--- TASK DATA Enclosed Below ---

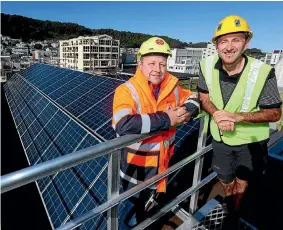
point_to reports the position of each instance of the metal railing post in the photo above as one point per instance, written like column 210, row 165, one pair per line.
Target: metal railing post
column 113, row 188
column 199, row 162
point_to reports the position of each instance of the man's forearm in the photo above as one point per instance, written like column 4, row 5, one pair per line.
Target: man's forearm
column 264, row 115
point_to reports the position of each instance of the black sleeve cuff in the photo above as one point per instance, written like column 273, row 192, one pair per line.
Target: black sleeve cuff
column 193, row 108
column 202, row 90
column 159, row 121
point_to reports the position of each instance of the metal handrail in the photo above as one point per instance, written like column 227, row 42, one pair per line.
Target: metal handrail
column 112, row 147
column 116, row 200
column 32, row 173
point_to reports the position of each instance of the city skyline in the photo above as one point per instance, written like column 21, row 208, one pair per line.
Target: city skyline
column 162, row 18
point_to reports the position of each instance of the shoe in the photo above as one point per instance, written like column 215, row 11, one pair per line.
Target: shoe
column 228, row 205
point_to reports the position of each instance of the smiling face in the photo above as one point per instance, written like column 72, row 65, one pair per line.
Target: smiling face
column 231, row 46
column 153, row 68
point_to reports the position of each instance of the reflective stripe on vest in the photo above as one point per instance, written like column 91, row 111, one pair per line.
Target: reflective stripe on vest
column 120, row 114
column 152, row 146
column 135, row 95
column 252, row 78
column 176, row 93
column 145, row 118
column 208, row 70
column 133, row 180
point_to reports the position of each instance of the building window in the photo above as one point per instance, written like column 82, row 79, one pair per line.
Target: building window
column 86, row 49
column 86, row 56
column 104, row 63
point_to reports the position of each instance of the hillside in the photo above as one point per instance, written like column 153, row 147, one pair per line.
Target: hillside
column 16, row 26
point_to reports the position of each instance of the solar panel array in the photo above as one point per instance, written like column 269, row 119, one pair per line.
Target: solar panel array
column 59, row 111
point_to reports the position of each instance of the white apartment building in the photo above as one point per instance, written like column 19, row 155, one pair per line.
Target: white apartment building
column 90, row 53
column 185, row 60
column 209, row 50
column 273, row 57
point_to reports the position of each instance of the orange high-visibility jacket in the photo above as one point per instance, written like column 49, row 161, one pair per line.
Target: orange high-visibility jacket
column 135, row 110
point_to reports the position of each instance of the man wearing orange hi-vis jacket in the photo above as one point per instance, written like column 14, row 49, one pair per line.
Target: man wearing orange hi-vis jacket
column 150, row 101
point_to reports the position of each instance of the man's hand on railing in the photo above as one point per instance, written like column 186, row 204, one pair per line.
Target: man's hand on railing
column 178, row 115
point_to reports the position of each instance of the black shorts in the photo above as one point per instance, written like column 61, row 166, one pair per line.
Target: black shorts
column 240, row 161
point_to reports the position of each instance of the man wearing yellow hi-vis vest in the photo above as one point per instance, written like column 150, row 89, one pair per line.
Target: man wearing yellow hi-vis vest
column 241, row 96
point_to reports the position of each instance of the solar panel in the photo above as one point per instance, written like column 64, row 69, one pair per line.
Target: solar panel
column 41, row 99
column 47, row 132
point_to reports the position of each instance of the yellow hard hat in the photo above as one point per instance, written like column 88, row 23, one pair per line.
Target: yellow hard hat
column 154, row 45
column 232, row 24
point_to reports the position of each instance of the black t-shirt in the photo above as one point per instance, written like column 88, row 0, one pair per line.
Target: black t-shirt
column 269, row 97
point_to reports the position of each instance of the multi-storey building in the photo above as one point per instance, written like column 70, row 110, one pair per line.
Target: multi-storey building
column 209, row 50
column 185, row 60
column 95, row 53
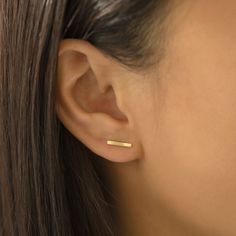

--- End of Enclosed TASK DATA ---

Print every line above once more, exactly. Omit the pictures.

§ **OUTPUT FOR THIS TASK**:
point_to reports the position of each instance of the metal railing post in the photo above as one point per instance, written like column 210, row 165, one pair per line.
Target: metal railing post
column 113, row 188
column 199, row 162
point_to reports the position of each instance of the man's forearm in the photo above as one point per instance, written like column 4, row 5, one pair per line.
Target: man's forearm
column 264, row 115
point_to reports the position of each instance of the black sleeve cuff in the photo above as one point per instance, written like column 273, row 192, one pair per line.
Target: black sleeve cuff
column 193, row 108
column 202, row 90
column 159, row 121
point_to reports the position of each instance of the metal handrail in the photo above as one point per instance, written like column 227, row 42, one pair per line.
Target: metal handrail
column 112, row 147
column 116, row 200
column 32, row 173
point_to reports the position of each instance of the city skyline in the photo above as one point per instance, written like column 21, row 208, one pair per line.
Target: city skyline
column 162, row 18
point_to reports the position of each instance of the shoe in the photo above as one point per instance, written like column 215, row 11, one pair per line.
Target: shoe
column 228, row 205
point_to reports the position of each instance of the smiling face in the photo above as one point per instance, written like column 72, row 65, one pair per line.
Target: smiling face
column 231, row 46
column 153, row 68
point_to reports the position of each instance of the reflective stripe on vest in the photo above as one point per instance, written like column 91, row 111, one pair per line.
Target: reflective stripe on vest
column 120, row 114
column 152, row 146
column 135, row 95
column 252, row 78
column 176, row 93
column 145, row 118
column 208, row 70
column 133, row 180
point_to reports the position of each instance of the building window in the photo above as one point per instance, written like column 82, row 79, one pair per line.
Target: building window
column 86, row 49
column 86, row 56
column 104, row 63
point_to reports the position of each instance of the hillside in the photo above as one point per instance, written like column 153, row 147, one pair per line.
Target: hillside
column 16, row 26
point_to reports the position of each instance of the solar panel array in the photo above as one point per instance, written like column 269, row 119, one pair per line.
Target: solar panel array
column 59, row 111
point_to reports the position of each instance of the white apartment building in the photo above as one point per instance, written like column 19, row 155, one pair per line.
Target: white apartment building
column 90, row 53
column 185, row 60
column 209, row 50
column 273, row 57
point_to reports the position of each instance of the orange high-visibility jacket in the photo above as one point per instance, written like column 49, row 161, one pair per line.
Target: orange high-visibility jacket
column 135, row 110
point_to reports the position of each instance of the man wearing orange hi-vis jacket in the photo above as one point per instance, written like column 14, row 49, one pair per line.
Target: man wearing orange hi-vis jacket
column 150, row 101
point_to reports the position of each instance of the man's hand on railing in the photo above as one point per instance, written like column 186, row 204, one pair per line.
Target: man's hand on railing
column 178, row 115
point_to reports the position of each instance of the black shorts in the photo above as one point per instance, written like column 61, row 166, one pair per line.
Target: black shorts
column 240, row 161
point_to reports the position of each instance of the man wearing yellow hi-vis vest in the photo above as one point per instance, written like column 150, row 89, one pair per line.
Target: man wearing yellow hi-vis vest
column 241, row 96
point_to reports the position of each instance of the solar panel in the photo above as one point per instance, written like column 64, row 69, one pair per line.
Target: solar panel
column 41, row 99
column 47, row 132
point_to reports the position of each instance of the yellow hard hat in the photo above as one point per instance, written like column 88, row 23, one pair per line.
Target: yellow hard hat
column 154, row 45
column 232, row 24
point_to reports the position of each instance of the black t-shirt in the photo above as one point per instance, written like column 88, row 0, one pair per line.
Target: black t-shirt
column 269, row 97
point_to reports the position of each instance of the multi-storey building in the photo above as one point per instance, written like column 70, row 110, one pair per line.
Target: multi-storey building
column 209, row 50
column 185, row 60
column 95, row 53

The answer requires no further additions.